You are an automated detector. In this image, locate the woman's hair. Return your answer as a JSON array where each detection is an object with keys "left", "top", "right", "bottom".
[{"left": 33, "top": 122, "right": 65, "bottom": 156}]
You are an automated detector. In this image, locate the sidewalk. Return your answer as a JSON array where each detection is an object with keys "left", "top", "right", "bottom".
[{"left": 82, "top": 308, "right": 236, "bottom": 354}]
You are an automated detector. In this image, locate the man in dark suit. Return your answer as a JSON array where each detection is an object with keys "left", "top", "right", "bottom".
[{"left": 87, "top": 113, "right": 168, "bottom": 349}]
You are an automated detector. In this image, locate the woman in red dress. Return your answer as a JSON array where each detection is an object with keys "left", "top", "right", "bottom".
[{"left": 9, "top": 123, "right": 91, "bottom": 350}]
-*-
## EXERCISE AIM
Every line between the one that contains "You are an automated detector. In this image, locate the man" and the last line of the listing, both included, should be retyped exactly, with nothing else added.

## TASK RESPONSE
You are an automated detector. In this image, locate the man in dark suit. Return your answer as a JSON array where each detection is an object with keys "left", "top", "right", "bottom".
[{"left": 87, "top": 113, "right": 168, "bottom": 349}]
You are an automated detector. In this image, locate the woman in red dress. Return your answer as a JSON array where each detection is an object with keys "left", "top", "right", "bottom".
[{"left": 9, "top": 123, "right": 91, "bottom": 350}]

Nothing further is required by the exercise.